**QUOTED TEXT**
— Start —

A week after I arrived a large, loud, Spanish monk called Phunsok arrived to occupy the other room on my floor and share my bathroom.  He is here for a month long retreat/vacation. He regaled us all with stories from Samye Ling, where he has been resident for 18 years. After meeting me around the lunch table for 5 minutes he announced to everyone that he liked me. It was almost a Sally Field moment.  We later discovered that we had the same birthday and I wondered, was I as loud upon my arrival as he is? Actually it was the volume of my luggage that was loud. Phunsok has spent 7 out of the past 10 years in retreat.  I almost wrote jail. He is really very sweet.

I have had 2 growth experiences. The first was pulling a 60 pound writing table on my luggage trolley 2 miles from the North end to the South end in the pouring rain, on that same rocky road much traveled by wheelbarrow.. It felt like a real accomplishment and astonished everybody. The other was washing all my laundry by hand. The washing machine has been broken for 2 months. Actually washing isn’t too tough but ringing is really hard work. One of the nuns was watching me and as I was kneading my clothes in the basin I turned and asked her if imitating the action of the washing machine was the right way to do it. She howled with laughter and reminded me that the machine was designed to imitate the hands, not the other way round.

— End —

**DATASET EXCERPTS**
— Start —

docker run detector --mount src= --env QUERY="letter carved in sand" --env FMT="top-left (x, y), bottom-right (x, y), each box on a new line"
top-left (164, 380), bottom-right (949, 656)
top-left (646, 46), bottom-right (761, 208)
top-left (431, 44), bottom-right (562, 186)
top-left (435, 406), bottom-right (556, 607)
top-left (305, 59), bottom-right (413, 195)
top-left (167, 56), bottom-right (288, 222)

— End —
— Start —

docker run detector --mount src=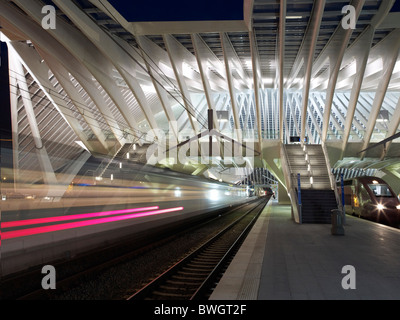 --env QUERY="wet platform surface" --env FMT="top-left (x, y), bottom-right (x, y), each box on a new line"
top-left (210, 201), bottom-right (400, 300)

— End —

**GIVEN EXERCISE 1**
Quote the retreat account from "I have had 2" up to and including "other way round.".
**GIVEN EXERCISE 2**
Pick up the account of the stay with the monk and nuns after its final sentence and keep writing it.

**FINAL ANSWER 1**
I have had 2 growth experiences. The first was pulling a 60 pound writing table on my luggage trolley 2 miles from the North end to the South end in the pouring rain, on that same rocky road much traveled by wheelbarrow.. It felt like a real accomplishment and astonished everybody. The other was washing all my laundry by hand. The washing machine has been broken for 2 months. Actually washing isn’t too tough but ringing is really hard work. One of the nuns was watching me and as I was kneading my clothes in the basin I turned and asked her if imitating the action of the washing machine was the right way to do it. She howled with laughter and reminded me that the machine was designed to imitate the hands, not the other way round.

**FINAL ANSWER 2**
The time here goes very fast and I cannot believe it’s 3 weeks already. 6 months does not feel very long at all and I wonder how much I can accomplish.  The one startling realization is the degree to which I have defined my Self by the way I have responded, reacted or related to my environment, life situations, people and even inner friends. All these reflections of Self arise from something outside of me and have had undue influence on the way I have made choices. The opportunity here at Holy Isle is to develop some new reference points for experiencing Self.  There is in fact, very little here. Minimal relating, one path to hike, north to south, a rugged big cliff, wild goats, sheep, horses, feathered friends, the garden and the sea. I am not sure this place is even deserving of its name, except in the sense that its very emptiness is pregnant with spiritual promise. It certainly doesn’t pack a wallop like Glastonbury or Findhorn and other power points I’ve visited. Probably aren’t even any ley lines crossing through here.

Now if I can just lose those pesky Tibetan Buddhists…………….

Lots of Love

Allen

Subj: Nowhere to run, Nowhere to hide

Nobody told me this place is at 56 degrees latitude, same as Anchorage, Alaska. San Francisco is at 37 degrees to put things in perspective.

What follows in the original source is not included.